- [节选]:
-*-
记一下使用puppeteer抓取开源中国上的推荐软件数据
1.安装
npm install puppeteer
2.引入
const puppeteer = require('puppeteer');
3.抓取代码
const sleep = time => new Promise(resolve => {
setTimeout(resolve, time);
})
const url = `https://h5.oschina.net`;
;(async () => {
console.log('Start visit');
const brower = await puppeteer.launch({
args: ['--no-sandbox', '--disable-setuid-sandbox'],
dumpio: false
});
const page = await brower.newPage() // 开启一个新页面
await page.goto(url, {
waitUntil: 'networkidle2' // 网络空闲说明已加载完毕
});
//加载jQuery
await page
.mainFrame()
.addScriptTag({
url: 'https://cdn.bootcss.com/jquery/3.2.0/jquery.min.js'
})
-*-
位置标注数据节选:
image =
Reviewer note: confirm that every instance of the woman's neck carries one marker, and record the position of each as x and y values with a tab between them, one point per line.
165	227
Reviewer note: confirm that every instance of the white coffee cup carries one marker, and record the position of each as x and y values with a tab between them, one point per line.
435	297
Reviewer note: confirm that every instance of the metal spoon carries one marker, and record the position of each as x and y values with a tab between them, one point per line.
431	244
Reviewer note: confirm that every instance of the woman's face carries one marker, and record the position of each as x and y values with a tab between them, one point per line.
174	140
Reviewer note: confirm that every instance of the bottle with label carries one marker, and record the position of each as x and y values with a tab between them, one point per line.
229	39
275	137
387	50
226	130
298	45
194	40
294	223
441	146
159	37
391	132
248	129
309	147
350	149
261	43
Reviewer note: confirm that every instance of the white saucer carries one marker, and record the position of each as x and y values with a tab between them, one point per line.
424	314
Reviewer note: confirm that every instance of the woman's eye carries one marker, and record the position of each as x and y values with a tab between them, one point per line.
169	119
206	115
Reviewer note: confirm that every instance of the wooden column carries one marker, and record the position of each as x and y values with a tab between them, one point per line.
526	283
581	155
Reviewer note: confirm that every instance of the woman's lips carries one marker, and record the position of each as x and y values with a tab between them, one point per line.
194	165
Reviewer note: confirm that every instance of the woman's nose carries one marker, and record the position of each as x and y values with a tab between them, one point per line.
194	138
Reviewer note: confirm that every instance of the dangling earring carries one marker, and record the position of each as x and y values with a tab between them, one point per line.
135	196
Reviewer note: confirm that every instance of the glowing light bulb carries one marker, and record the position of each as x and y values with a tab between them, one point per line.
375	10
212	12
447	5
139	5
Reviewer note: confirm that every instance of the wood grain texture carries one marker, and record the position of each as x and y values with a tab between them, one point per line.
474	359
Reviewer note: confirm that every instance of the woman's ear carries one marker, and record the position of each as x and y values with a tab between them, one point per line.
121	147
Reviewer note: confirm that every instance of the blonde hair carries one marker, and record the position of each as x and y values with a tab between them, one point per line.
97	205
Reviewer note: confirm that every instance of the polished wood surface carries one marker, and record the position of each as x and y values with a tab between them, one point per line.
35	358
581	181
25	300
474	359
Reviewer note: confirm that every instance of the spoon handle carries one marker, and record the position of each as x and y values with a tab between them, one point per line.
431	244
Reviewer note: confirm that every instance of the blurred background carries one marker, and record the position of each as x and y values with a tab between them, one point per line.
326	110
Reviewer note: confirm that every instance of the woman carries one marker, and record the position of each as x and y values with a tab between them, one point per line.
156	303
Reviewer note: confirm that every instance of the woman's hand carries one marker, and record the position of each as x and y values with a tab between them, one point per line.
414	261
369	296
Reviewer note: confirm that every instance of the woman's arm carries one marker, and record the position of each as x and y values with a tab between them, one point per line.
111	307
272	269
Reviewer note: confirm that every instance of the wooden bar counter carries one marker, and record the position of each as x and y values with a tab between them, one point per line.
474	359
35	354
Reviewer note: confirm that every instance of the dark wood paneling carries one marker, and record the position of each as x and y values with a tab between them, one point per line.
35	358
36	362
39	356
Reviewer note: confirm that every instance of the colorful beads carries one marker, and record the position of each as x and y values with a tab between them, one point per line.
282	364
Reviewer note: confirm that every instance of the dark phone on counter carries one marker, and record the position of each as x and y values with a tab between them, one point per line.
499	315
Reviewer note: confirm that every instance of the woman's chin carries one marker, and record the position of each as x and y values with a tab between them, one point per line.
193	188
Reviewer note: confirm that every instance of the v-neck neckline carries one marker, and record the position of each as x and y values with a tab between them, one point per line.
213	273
-*-
- [练习]:
1. 把节选里的注释“网络空闲说明已加载完毕”翻译成英语。
2. 重写记录中从含有“Reviewer note: confirm that every instance of the colorful”的那一行到记录末尾的各行（首尾都算），把“counter”换成“desk”，其余内容一字不改。只给出这几行。
节选与记录各自独立，二者没有关联。

- [参考答案]:
1. Network idle means the page has finished loading.

2.
Reviewer note: confirm that every instance of the colorful beads carries one marker, and record the position of each as x and y values with a tab between them, one point per line.
282	364
Reviewer note: confirm that every instance of the dark phone on desk carries one marker, and record the position of each as x and y values with a tab between them, one point per line.
499	315
Reviewer note: confirm that every instance of the woman's chin carries one marker, and record the position of each as x and y values with a tab between them, one point per line.
193	188
Reviewer note: confirm that every instance of the v-neck neckline carries one marker, and record the position of each as x and y values with a tab between them, one point per line.
213	273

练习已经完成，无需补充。